### Yönergeler
A) Kaynak metinde "Doyurucu bir yemek" ifadesinden "Boyadım, boyadım, boyadım." ifadesine kadar uzanan bölümü, iki uç dahil, hiçbir değişiklik yapmadan çıktı olarak verin.
B) Listenin başından "[[[1162,0],[1109,0],[1109,15],[1120,31],[1147,31]]]" içeren satıra kadar uzanan bölümü, iki uç dahil, yeniden ölçekleyin: koordinat içermeyenler de dahil her satırı tekrar yazın, çokgen koordinatlarını 1,2 ile çarpıp tam sayıya yuvarlayın (yarımlar yukarı). Çıktıda yalnızca bu satırlar yer alsın.

### Kaynak Metin
=-=-=-=-=
14 Şubat 2016

SON/UÇ


Hepsini istemek hiçleşmeyle sonlanır.



SOFRA

Hayat bir sofra. Bazen tek başınasın masada. Tatsız tuzsuz, yavan, soğuk bir yemek. Zorunlu yapılan bir iş. Görev gibi. Neyi, ne kadar sevdiğinin; neyi, ne kadar beklediğinin pek bir önemi yok. İştah, anlamı bilinmeyen sözcük. Cümlesiz.
Bazen de kalabalık bir masada… Neşeli, eğlenceli, gürül gürül… Bitmesini istemiyorsun. Hayat bir bayram yemeği bazen. Neyin, ne kadar değerli ve önemli olduğunun ölçüsü.
Bugüne kadar önüme gelen yemeklerin bazıları doyumsuzdu. Bazıları ağzımın tadını bozdu. Bazıları kusturdu.
Bir zamandır yemek konmuyor masaya. Kalanlarla idare ediyorum. Mutfaktan tıkırtılar geliyor oysa. Kapı açılmıyor, kimse gelmiyor.
Doyurucu bir yemek mi hazırlanıyor, yoksa bulaşıklar mı yıkanıyor? Kalkıp gitmeli miyim, durup beklemeli mi? Kalsam buna değecek mi? Gitsem büyük bir ziyafeti mi kaçırmış olacağım?
Mutfaktan tıkırtılar geliyor. Son hazırlıklar mı yapılıyor, yoksa yıkananlar raflara mı kaldırılıyor?
Kalkmalı mıyım? Kalmalı mıyım?
Tıkır tıkır…
Kalabalık neşemizin parlak ışığında büyük bir keyifle yiyip içtiğimiz günleri ölçü alırsam kalırım. Şölendi hepsi.
Yalnızlığın soğuk gölgesinde nemli bir hüzünle zoraki yiyip içtiğim günlere bakarsam durmam, giderim. Yas töreniydi hepsi.
Bekliyorum. Bilemiyorum.
Tıkır tıkır…

BULANIK SU

Fırçamı su dolu kaba batırıp çıkardım. Her renge tek tek dokundurdum. Her renkten, her tondan boyadım. Sonra yine suya daldırdım.
Hiçbiri eksik kalmamalı, dedim. Hepsine, hepsine, hepsine bulaştırdım fırçamı. Boyadım, boyadım, boyadım.
=-=-=-=-=
### Kayıt Listesi

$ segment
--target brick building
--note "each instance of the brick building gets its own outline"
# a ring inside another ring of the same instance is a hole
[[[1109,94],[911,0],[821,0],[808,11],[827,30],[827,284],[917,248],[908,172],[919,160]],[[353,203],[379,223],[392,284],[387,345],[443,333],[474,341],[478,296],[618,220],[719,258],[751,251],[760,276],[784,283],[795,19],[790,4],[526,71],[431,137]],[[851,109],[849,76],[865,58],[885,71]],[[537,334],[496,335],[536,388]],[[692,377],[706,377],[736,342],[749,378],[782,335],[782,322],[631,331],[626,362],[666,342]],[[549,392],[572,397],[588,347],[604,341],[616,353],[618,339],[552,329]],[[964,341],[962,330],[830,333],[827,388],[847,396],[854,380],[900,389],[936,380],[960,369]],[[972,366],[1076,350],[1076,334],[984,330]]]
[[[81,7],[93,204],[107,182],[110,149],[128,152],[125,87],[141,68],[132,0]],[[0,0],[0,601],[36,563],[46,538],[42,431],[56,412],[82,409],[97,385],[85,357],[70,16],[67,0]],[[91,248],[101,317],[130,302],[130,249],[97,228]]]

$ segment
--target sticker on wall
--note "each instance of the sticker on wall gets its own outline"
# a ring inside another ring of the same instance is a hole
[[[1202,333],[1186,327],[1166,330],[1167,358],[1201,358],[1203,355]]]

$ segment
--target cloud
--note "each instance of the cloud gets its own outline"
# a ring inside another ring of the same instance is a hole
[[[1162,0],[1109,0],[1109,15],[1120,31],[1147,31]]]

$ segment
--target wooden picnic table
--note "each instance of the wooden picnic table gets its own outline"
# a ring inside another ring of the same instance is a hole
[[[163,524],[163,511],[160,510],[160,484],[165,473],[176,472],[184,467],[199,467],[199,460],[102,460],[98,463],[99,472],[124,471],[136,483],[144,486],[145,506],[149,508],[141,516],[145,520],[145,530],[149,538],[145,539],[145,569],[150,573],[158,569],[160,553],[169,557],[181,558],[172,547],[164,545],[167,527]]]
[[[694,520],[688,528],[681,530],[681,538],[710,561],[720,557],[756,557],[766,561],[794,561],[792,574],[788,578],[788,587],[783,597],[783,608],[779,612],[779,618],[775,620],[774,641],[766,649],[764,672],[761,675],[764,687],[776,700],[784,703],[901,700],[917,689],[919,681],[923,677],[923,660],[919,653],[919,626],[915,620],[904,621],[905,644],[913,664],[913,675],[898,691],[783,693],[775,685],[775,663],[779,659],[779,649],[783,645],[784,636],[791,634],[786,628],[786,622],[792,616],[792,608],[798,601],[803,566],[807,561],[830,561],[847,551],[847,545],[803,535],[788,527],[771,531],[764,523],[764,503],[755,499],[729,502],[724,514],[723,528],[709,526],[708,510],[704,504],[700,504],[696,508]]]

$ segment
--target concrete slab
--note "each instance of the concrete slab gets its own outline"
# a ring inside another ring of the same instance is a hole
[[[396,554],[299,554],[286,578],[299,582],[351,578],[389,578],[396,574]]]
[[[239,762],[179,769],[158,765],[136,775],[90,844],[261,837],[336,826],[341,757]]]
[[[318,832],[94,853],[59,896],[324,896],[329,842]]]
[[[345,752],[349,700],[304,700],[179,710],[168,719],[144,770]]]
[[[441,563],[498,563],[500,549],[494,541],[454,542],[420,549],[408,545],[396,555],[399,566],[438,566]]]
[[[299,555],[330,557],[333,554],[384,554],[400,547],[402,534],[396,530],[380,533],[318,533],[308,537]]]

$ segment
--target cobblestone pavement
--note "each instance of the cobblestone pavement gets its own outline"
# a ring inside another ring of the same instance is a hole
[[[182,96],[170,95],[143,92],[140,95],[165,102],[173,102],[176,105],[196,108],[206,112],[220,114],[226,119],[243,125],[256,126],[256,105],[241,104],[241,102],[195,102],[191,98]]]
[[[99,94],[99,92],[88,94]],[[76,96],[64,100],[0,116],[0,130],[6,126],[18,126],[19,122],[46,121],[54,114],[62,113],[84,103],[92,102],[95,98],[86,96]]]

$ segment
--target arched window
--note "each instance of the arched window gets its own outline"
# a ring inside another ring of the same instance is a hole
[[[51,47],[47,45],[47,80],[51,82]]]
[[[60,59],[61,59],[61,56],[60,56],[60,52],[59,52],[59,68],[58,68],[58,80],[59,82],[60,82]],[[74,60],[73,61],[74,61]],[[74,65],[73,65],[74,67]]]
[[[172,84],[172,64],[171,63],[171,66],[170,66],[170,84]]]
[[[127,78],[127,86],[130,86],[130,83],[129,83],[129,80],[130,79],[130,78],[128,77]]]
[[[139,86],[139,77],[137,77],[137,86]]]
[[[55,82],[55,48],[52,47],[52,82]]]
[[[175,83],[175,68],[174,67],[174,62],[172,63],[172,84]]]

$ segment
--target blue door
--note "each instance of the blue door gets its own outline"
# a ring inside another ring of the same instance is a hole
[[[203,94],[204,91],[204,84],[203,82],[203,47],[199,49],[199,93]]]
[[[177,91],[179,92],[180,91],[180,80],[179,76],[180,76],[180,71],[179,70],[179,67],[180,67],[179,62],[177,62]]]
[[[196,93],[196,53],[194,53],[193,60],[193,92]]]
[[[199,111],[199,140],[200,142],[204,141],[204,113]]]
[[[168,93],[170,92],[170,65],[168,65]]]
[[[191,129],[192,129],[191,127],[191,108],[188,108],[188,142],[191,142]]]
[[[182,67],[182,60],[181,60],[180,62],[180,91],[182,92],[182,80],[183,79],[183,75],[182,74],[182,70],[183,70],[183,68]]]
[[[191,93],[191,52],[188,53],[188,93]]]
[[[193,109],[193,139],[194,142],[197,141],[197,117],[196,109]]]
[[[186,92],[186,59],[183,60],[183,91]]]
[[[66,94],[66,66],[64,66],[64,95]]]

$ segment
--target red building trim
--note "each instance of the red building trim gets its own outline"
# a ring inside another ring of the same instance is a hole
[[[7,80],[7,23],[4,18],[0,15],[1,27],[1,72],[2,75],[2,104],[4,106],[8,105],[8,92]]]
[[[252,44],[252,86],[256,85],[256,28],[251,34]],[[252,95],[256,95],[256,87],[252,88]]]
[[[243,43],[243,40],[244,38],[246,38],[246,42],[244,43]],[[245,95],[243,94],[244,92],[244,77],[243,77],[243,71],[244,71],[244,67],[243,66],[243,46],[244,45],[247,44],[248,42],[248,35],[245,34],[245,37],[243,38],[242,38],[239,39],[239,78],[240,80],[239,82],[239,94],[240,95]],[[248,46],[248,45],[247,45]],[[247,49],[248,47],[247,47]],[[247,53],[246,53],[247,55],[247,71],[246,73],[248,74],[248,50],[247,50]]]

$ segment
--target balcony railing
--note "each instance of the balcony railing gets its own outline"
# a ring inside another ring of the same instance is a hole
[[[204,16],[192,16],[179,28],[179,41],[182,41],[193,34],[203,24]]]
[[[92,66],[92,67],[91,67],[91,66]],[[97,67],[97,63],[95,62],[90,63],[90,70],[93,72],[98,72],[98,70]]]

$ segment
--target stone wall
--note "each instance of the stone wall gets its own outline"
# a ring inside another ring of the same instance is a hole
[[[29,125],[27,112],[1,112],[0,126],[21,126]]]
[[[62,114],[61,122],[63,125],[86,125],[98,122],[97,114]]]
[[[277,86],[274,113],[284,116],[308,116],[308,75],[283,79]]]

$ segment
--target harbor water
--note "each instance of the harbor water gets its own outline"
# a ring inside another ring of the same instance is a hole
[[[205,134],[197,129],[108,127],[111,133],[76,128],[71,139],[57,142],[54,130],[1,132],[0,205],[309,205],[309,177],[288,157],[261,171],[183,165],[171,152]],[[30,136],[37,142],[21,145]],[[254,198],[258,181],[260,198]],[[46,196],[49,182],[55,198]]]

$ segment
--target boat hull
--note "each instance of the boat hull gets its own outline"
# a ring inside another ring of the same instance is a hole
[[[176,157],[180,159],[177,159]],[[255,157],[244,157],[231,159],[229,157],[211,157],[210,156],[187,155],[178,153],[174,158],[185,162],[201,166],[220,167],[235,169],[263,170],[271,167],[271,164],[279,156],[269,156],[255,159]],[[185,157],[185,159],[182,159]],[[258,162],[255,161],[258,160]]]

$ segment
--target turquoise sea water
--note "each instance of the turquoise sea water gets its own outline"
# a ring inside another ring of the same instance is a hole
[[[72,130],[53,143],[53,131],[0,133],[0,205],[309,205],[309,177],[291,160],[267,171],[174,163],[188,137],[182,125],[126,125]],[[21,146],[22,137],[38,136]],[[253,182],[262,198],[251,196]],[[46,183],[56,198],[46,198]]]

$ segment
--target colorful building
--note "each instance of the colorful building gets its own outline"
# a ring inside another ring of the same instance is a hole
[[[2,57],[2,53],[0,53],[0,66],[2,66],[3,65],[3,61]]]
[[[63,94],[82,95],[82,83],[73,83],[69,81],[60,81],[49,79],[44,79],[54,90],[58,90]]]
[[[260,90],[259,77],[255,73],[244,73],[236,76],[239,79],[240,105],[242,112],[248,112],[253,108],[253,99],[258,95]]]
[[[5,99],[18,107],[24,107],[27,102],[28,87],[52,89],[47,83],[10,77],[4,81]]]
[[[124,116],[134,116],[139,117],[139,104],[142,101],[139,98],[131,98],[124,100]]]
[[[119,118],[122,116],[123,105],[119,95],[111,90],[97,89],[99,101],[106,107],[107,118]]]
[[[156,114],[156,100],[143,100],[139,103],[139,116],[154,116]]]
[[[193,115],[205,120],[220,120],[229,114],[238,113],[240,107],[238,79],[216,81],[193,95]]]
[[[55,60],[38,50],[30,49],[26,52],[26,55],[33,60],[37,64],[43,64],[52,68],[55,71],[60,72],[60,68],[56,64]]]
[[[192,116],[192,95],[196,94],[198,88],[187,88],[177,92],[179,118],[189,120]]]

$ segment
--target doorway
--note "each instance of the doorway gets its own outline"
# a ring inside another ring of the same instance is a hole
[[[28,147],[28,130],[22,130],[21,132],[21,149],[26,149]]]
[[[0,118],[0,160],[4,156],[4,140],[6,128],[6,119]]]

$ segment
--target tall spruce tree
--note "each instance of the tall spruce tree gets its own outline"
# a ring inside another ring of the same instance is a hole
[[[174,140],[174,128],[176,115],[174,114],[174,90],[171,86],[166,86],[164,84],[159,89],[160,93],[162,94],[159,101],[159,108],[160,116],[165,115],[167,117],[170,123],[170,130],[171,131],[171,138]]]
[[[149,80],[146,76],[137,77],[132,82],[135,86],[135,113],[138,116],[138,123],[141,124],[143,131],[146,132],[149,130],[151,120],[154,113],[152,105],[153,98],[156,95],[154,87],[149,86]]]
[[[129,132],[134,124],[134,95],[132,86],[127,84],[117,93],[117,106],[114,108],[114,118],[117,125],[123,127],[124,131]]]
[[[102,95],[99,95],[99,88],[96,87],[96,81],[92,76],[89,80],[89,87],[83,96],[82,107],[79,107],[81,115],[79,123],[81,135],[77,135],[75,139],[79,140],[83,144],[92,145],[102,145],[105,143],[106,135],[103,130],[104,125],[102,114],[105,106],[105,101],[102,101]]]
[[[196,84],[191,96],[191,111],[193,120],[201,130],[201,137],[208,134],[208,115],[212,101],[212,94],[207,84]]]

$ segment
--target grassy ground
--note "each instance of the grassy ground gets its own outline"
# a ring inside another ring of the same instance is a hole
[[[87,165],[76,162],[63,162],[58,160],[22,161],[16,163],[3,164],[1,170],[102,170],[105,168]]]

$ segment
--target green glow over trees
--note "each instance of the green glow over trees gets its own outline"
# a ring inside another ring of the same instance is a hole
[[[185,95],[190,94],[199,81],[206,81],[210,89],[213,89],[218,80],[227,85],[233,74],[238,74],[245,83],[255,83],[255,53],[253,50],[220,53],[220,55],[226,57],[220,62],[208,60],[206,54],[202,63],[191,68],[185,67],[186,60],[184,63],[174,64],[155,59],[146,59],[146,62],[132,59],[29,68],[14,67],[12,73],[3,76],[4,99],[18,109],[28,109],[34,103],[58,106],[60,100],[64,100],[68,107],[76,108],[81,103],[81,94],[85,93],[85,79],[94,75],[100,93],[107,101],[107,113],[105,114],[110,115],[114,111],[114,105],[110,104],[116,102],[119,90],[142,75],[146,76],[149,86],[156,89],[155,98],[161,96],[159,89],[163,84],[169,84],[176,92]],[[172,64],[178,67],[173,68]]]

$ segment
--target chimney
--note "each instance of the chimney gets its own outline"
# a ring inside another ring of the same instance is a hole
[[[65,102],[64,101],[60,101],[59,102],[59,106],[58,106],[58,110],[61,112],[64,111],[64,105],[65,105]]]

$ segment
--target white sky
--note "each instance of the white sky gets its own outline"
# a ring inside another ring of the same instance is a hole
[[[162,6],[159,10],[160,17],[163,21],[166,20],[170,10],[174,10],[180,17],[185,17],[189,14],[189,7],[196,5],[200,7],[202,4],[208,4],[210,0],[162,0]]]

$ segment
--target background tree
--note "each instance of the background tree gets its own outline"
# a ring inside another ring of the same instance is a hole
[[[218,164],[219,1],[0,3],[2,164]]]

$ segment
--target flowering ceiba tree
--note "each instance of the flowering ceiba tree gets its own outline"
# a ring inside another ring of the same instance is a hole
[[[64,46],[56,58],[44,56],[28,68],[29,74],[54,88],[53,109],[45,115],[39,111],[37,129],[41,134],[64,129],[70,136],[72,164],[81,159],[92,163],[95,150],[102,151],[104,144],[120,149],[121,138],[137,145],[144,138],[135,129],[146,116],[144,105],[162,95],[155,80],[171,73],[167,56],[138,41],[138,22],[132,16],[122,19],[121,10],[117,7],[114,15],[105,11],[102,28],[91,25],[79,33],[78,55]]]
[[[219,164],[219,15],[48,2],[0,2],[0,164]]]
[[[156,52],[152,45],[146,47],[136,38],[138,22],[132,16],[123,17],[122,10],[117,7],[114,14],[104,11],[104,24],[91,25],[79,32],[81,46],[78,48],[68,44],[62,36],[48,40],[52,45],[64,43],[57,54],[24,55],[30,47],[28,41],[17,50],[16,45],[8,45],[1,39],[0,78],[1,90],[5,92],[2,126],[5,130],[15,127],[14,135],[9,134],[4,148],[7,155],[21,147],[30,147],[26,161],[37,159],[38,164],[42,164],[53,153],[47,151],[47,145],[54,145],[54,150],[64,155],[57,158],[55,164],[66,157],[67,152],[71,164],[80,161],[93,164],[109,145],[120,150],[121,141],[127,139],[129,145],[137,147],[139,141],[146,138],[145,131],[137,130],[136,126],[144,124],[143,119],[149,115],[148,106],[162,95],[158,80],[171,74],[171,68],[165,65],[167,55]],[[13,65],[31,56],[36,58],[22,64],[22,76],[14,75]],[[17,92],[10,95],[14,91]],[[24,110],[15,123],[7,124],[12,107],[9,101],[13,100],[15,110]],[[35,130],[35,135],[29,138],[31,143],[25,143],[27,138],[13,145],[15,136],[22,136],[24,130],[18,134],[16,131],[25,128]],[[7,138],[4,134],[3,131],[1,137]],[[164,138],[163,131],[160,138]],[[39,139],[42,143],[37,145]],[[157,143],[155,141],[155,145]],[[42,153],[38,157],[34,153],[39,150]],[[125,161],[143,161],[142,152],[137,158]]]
=-=-=-=-=
### Yanıt Kümesi
A)
Doyurucu bir yemek mi hazırlanıyor, yoksa bulaşıklar mı yıkanıyor? Kalkıp gitmeli miyim, durup beklemeli mi? Kalsam buna değecek mi? Gitsem büyük bir ziyafeti mi kaçırmış olacağım?
Mutfaktan tıkırtılar geliyor. Son hazırlıklar mı yapılıyor, yoksa yıkananlar raflara mı kaldırılıyor?
Kalkmalı mıyım? Kalmalı mıyım?
Tıkır tıkır…
Kalabalık neşemizin parlak ışığında büyük bir keyifle yiyip içtiğimiz günleri ölçü alırsam kalırım. Şölendi hepsi.
Yalnızlığın soğuk gölgesinde nemli bir hüzünle zoraki yiyip içtiğim günlere bakarsam durmam, giderim. Yas töreniydi hepsi.
Bekliyorum. Bilemiyorum.
Tıkır tıkır…

BULANIK SU

Fırçamı su dolu kaba batırıp çıkardım. Her renge tek tek dokundurdum. Her renkten, her tondan boyadım. Sonra yine suya daldırdım.
Hiçbiri eksik kalmamalı, dedim. Hepsine, hepsine, hepsine bulaştırdım fırçamı. Boyadım, boyadım, boyadım.

B)
$ segment
--target brick building
--note "each instance of the brick building gets its own outline"
# a ring inside another ring of the same instance is a hole
[[[1331,113],[1093,0],[985,0],[970,13],[992,36],[992,341],[1100,298],[1090,206],[1103,192]],[[424,244],[455,268],[470,341],[464,414],[532,400],[569,409],[574,355],[742,264],[863,310],[901,301],[912,331],[941,340],[954,23],[948,5],[631,85],[517,164]],[[1021,131],[1019,91],[1038,70],[1062,85]],[[644,401],[595,402],[643,466]],[[830,452],[847,452],[883,410],[899,454],[938,402],[938,386],[757,397],[751,434],[799,410]],[[659,470],[686,476],[706,416],[725,409],[739,424],[742,407],[662,395]],[[1157,409],[1154,396],[996,400],[992,466],[1016,475],[1025,456],[1080,467],[1123,456],[1152,443]],[[1166,439],[1291,420],[1291,401],[1181,396]]]
[[[97,8],[112,245],[128,218],[132,179],[154,182],[150,104],[169,82],[158,0]],[[0,0],[0,721],[43,676],[55,646],[50,517],[67,494],[98,491],[116,462],[102,428],[84,19],[80,0]],[[109,298],[121,380],[156,362],[156,299],[116,274]]]

$ segment
--target sticker on wall
--note "each instance of the sticker on wall gets its own outline"
# a ring inside another ring of the same instance is a hole
[[[1442,400],[1423,392],[1399,396],[1400,430],[1441,430],[1444,426]]]

$ segment
--target cloud
--note "each instance of the cloud gets its own outline"
# a ring inside another ring of the same instance is a hole
[[[1394,0],[1331,0],[1331,18],[1344,37],[1376,37]]]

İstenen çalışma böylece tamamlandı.